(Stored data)
────────────────────

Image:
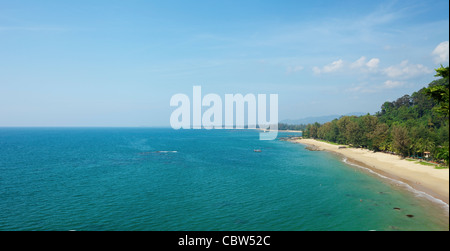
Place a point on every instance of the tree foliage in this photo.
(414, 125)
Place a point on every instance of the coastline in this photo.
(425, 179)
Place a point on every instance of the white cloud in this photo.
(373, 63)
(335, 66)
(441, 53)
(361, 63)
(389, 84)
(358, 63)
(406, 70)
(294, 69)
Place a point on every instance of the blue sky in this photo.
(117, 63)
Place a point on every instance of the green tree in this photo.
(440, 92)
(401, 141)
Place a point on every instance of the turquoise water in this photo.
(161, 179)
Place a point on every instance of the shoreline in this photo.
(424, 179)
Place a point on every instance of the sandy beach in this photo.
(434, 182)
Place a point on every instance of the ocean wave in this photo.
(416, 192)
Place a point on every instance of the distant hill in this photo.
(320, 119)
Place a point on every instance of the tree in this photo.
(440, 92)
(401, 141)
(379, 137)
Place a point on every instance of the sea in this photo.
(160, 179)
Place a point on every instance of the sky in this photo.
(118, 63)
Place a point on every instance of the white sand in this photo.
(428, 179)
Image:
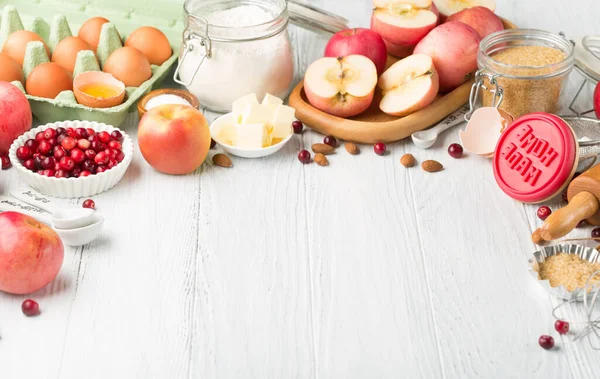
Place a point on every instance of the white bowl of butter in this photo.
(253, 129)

────────────────────

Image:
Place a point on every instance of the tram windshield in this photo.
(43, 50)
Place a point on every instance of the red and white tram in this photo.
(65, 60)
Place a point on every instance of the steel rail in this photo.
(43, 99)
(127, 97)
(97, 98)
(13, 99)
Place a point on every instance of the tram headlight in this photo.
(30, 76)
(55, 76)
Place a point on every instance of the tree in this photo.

────────────────────

# PROBLEM DESCRIPTION:
State how many lines in the stored data contain the word "white", matching case exactly. Reply with the number alone.

# WORKED SOLUTION:
4